> _PASSAGE_:

The decision from the Supreme Court of Canada closes the last avenue of appeal for 46-year-old Royal Newfoundland Constabulary officer Carl Douglas Snelgrove, clearing the way for him to go to prison.

A jury found him guilty in provincial Supreme Court in 2021 following a mistrial the year before and a successful appeal of an acquittal in 2017. He was sentenced to four years in jail but has been out on bail pending the decision on Feb. 29.

The news was welcomed by Ashley MacDonald, a sexual assault survivor who organized the delivery of hundreds of cards from the public to the woman who was assaulted by Const. Snelgrove and testified at his three trials.

“People seem to feel like there is someone who’s been able to stand up to the system,” Ms. MacDonald said in an interview. “I’m obviously just so happy for her .... It’s been so long.”

The case has rocked the province since it first began in 2017, with Const. Snelgrove’s victim testifying about the night he raped her in her living room. The court heard Const. Snelgrove was on duty when he drove the woman home from a night out with friends in downtown St. John’s and then helped her get into her apartment when she couldn’t find her keys.

She was 21 at the time.

The woman’s name is protected by a publication ban and she became known in the province as Jane Doe. Her supporters regularly demonstrated outside the provincial Supreme Court in the province’s capital, expressing their anger and solidarity as the case slowly moved through the court system.

Inside the courtroom, she testified confidently, sometimes through tears, as she was forced to repeatedly recount the details of her assault.

> _DATA FOR THE TASK_:
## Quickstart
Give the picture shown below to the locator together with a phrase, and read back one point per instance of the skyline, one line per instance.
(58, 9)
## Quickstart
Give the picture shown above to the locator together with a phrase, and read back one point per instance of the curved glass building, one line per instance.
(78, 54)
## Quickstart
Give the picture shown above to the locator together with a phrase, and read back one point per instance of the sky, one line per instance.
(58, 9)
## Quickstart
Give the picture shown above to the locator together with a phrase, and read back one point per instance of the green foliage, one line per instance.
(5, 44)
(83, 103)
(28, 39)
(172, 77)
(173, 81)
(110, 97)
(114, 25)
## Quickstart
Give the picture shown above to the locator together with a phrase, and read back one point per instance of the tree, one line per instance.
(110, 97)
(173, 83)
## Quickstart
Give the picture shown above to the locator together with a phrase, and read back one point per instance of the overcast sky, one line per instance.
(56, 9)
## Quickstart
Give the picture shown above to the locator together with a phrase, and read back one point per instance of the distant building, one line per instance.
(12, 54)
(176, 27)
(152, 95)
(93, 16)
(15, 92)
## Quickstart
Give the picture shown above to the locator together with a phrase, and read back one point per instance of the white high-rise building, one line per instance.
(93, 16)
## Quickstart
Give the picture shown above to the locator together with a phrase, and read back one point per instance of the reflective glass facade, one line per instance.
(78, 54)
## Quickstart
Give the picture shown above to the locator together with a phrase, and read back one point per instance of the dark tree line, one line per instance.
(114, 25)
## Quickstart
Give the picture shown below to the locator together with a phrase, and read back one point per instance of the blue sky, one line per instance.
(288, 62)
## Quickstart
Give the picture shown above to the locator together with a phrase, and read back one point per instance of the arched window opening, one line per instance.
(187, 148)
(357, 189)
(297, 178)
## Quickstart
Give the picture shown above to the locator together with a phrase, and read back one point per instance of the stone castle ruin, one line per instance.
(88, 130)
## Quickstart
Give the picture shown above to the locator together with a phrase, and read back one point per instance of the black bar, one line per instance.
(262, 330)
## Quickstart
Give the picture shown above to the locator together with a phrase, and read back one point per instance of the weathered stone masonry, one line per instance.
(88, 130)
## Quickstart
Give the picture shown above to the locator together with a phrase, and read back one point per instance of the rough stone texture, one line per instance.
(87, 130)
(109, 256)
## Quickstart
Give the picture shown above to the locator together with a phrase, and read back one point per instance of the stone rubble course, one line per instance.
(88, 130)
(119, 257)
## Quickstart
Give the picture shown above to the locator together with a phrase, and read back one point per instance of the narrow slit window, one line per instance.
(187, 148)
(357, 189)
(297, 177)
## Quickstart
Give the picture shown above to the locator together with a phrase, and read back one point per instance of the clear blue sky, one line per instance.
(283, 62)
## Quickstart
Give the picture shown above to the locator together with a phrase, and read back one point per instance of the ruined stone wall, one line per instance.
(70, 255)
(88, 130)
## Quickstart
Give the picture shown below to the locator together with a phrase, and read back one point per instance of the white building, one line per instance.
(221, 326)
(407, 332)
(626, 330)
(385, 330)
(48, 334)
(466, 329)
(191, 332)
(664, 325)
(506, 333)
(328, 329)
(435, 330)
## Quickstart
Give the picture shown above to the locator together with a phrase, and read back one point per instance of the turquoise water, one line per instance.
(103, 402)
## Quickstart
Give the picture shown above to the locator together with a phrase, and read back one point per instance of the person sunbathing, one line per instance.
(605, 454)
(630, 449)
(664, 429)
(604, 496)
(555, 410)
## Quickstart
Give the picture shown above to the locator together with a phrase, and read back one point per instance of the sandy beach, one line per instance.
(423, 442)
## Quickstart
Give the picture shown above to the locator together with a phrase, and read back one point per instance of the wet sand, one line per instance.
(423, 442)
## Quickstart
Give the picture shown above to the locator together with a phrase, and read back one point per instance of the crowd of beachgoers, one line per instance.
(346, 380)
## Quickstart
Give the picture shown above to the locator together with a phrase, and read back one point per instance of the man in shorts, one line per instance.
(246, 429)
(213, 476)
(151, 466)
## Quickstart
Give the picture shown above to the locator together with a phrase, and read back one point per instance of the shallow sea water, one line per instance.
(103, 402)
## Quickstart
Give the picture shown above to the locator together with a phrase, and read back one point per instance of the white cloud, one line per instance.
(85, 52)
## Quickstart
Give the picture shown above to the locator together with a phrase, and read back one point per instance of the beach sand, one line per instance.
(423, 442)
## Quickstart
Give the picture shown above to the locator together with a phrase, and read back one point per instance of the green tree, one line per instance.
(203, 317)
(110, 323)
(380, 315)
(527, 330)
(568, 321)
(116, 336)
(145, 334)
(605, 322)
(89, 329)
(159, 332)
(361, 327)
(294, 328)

> _PROBLEMS_:
1. Which lines in the rows contain the string "stone"? Collect every one of them in full, treating case as significant.
2. What comes next in the news article on the Snelgrove case? Write a continuation that picks up after its final sentence.
The news article on the Snelgrove case and the rows come from unrelated sources.

> _OUTPUTS IN ORDER_:
1.
Give the picture shown above to the locator together with a phrase, and read back one point per instance of the stone castle ruin, one line per instance.
Give the picture shown above to the locator together with a phrase, and read back one point per instance of the weathered stone masonry, one line per instance.
Give the picture shown above to the locator together with a phrase, and read back one point per instance of the rough stone texture, one line per instance.
Give the picture shown above to the locator together with a phrase, and read back one point per instance of the stone rubble course, one line per instance.
Give the picture shown above to the locator together with a phrase, and read back one point per instance of the ruined stone wall, one line per instance.

2.
“You gotta know, this is this man’s life, right?” Const. Snelgrove’s defence lawyer, Randy Piercey, asked her at one point during her testimony in May 2021, referring to the police officer.

“Yes, I do know that,” she quickly replied. “This has been six years of my life, as well.”

Lloyd Strickland, the Crown prosecutor at the trial, told reporters he was “in awe” of Jane Doe and her resolve to see the proceedings through.

Ms. MacDonald established the Thank You Project during the first trial in 2017, through which people could send cards to Jane Doe or get signs of encouragement to hang in their windows. Ms. MacDonald also erected a light-up billboard in St. John’s in 2021, thanking Jane Doe for coming forward.

She estimates more than 1,000 people have signed cards, hung up a sign or pitched in to pay for the billboard.

“People kept showing up, they kept showing support,” Ms. MacDonald said. “It created this community, where for some, it felt safer to be a survivor.”

Const. Snelgrove has been suspended without pay from the Royal Newfoundland Constabulary since charges were laid in 2015, the force in a statement after the decision on Feb. 29.

“The Royal Newfoundland Constabulary confirms that the criminal proceedings are complete and the public complaints process can now proceed,” Const. James Cadigan said. The public complaints process will determine whether he loses his job.

In the meantime, an official with the province’s special prosecutions office confirmed on Feb. 29 that Const. Snelgrove must now head back to prison.

Since Const. Snelgrove’s conviction in 2021, several women, including a Royal Newfoundland Constabulary officer, have approached St. John’s lawyer Lynn Moore to say they, too, were the victims of sexual assault or misconduct at the hands of members of the force. Ms. Moore filed two civil lawsuits in 2022 against the province on behalf of some of the women.

She said at the time that the women opted for civil suits in part because they had lost faith in the criminal justice system as they watched what Jane Doe went through in court.